▶ _Tarefa escrita A_: Copie do texto sobre a penitência o trecho entre "Antigamente, se impunham" e "for o amor.", incluindo os dois.

▶ _Texto para ler_:
Ao dizer: 'Fazei penitência etc.' [Mt, IV: 17], o nosso Senhor
e Mestre Jesus Cristo quis que toda a vida dos fiéis fosse
penitência.
2.
Esta penitência não pode ser entendida como penitência
sacramental (isto é, da confissão e da satisfação
celebrada pelo ministério dos sacerdotes).
3.
No entanto, ela não se refere apenas a uma penitência
interior; sim, a penitência interior seria nula se, externamente,
não produzisse toda sorte de mortificação da
carne.
4.
Por conseqüência, a pena perdura enquanto persiste o
ódio de si mesmo (isto é a verdadeira penitência
interior), ou seja, até a entrada do Reino dos Céus.
5.
O papa não quer nem pode dispensar de quaisquer penas senão
daquelas que impôs por decisão própria ou dos
cânones.
6.
O papa não tem o poder de perdoar culpa, a não ser
declarando ou confirmando que ela foi perdoada por Deus ou, certamente,
perdoados os casos que lhe são reservados. Se ele deixasse
de observar estas limitações, a culpa permaneceria.
7.
Deus não perdoa a culpa de qualquer pessoa sem, ao mesmo
tempo, sujeitá-la, em tudo humilhada, ao sacerdote, seu vigário.
8.
Os cânones penitenciais são impostos apenas aos vivos;
segundo os mesmos cânones, nada deve ser imposto aos moribundos.
9.
Por isto, o Espírito Santo nos beneficia através do
papa quando este, em seus decretos, sempre exclui a circunstância
da morte e da necessidade.
10.
Agem mal e sem conhecimento de causa aqueles sacerdotes que reservam
aos moribundos penitências canônicas para o purgatório.
11.
Esta cizânia de transformar a pena canônica em pena
do purgatório parece ter sido semeada enquanto os bispos
certamente dormiam.
12.
Antigamente, se impunham as penas canônicas não depois,
mas, antes da absolvição, como verificação
da verdadeira contrição.
13.
Através da morte, os moribundos pagam tudo, e já estão
mortos para as leis canônicas, tendo, por direito, isenção
das mesmas.
14.
Saúde ou amor imperfeito no moribundo necessariamente traz
consigo grande temor, e tanto mais quanto menor for o amor.
15.
Este temor e horror por si sós já bastam (para não
falar de outras coisas) para produzir a pena do purgatório,
uma vez que estão próximos do horror do desespero.
16.
Inferno, purgatório e céu parecem diferir da mesma
forma que o desespero, o semidesespero e a segurança.
17.
Parece necessário, para as almas no purgatório, que
o horror devesse diminuir à medida que o amor crescesse.
18.
Parece não ter sido provado, nem por meio de argumentos racionais
nem das Escrituras, que elas se encontrem fora do estado de mérito
ou de crescimento no amor.
19.
Também parece não ter sido provado que as almas no
purgatório estejam certas de sua bem-aventurança,
ao menos não todas, mesmo que nós, de nossa parte,
tenhamos plena certeza disto.
20.
Portanto, por remissão plena de todas as penas, o papa não
entende simplesmente todas, mas, somente aquelas que ele mesmo impôs.
21.

▶ _Tarefa escrita B_: Passe todas as linhas da listagem abaixo para uma lista numerada, deixando de fora as linhas em branco.

▶ _Dados exibidos_:
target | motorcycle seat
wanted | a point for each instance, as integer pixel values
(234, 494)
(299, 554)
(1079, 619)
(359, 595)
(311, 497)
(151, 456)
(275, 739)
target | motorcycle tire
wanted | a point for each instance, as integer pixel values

▶ _Resposta completa A_:
Antigamente, se impunham as penas canônicas não depois,
mas, antes da absolvição, como verificação
da verdadeira contrição.
13.
Através da morte, os moribundos pagam tudo, e já estão
mortos para as leis canônicas, tendo, por direito, isenção
das mesmas.
14.
Saúde ou amor imperfeito no moribundo necessariamente traz
consigo grande temor, e tanto mais quanto menor for o amor.

▶ _Resposta completa B_:
1. target | motorcycle seat
2. wanted | a point for each instance, as integer pixel values
3. (234, 494)
4. (299, 554)
5. (1079, 619)
6. (359, 595)
7. (311, 497)
8. (151, 456)
9. (275, 739)
10. target | motorcycle tire
11. wanted | a point for each instance, as integer pixel values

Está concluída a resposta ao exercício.